EXERCISE PROMPT
List each line of the entries below that contains the string "integer", copying every such line in full.

Entries from a point annotation set:
---------------
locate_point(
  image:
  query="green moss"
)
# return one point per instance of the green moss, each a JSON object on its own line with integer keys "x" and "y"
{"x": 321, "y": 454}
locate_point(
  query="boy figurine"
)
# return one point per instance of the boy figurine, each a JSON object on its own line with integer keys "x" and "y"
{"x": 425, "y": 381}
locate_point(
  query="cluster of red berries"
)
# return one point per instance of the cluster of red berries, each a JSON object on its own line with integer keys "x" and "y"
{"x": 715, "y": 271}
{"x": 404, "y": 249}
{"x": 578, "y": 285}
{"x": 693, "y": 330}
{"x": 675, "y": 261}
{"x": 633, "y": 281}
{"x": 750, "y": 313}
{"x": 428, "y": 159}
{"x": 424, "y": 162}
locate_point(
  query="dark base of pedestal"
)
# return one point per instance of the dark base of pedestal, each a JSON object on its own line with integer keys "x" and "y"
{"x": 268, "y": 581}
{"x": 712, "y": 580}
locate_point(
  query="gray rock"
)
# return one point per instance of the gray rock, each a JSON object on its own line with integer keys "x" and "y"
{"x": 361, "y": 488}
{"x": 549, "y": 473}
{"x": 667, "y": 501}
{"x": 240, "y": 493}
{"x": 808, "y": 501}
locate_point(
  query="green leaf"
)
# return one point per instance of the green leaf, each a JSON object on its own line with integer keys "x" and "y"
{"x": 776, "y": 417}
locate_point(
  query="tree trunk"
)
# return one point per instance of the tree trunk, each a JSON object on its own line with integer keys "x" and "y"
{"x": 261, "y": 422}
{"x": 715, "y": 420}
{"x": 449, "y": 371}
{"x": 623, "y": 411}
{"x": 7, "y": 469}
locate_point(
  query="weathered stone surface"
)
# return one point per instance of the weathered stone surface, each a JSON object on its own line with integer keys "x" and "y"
---------------
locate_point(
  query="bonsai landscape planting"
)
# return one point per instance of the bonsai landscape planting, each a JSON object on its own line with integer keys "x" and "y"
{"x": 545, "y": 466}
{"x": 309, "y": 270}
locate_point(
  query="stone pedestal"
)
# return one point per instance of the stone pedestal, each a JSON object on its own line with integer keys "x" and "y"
---------------
WRITTEN REPLY
# return one point per instance of the green moss, each a JSON object on its own line with integer keys "x" and "y"
# return one point per instance of the boy figurine, each a JSON object on its own line with integer keys "x" and "y"
# return one point per instance of the cluster of red berries, each a JSON object on its own line with integer keys "x" and "y"
# return one point per instance of the dark base of pedestal, each a JSON object on its own line with integer keys "x" and "y"
# return one point per instance of the gray rock, each a JSON object on its own line with integer keys "x" and "y"
# return one point per instance of the green leaf, each a JSON object on its own line with integer keys "x" and "y"
# return one point per instance of the tree trunk, each a JSON object on its own line with integer keys "x" and "y"
# return one point per instance of the weathered stone surface, each a JSON object on its own line with integer keys "x" and "y"
# return one point per instance of the bonsai landscape planting, each a JSON object on its own line with integer keys "x" and "y"
# return one point per instance of the stone pedestal, each a JSON object on its own line with integer keys "x" and "y"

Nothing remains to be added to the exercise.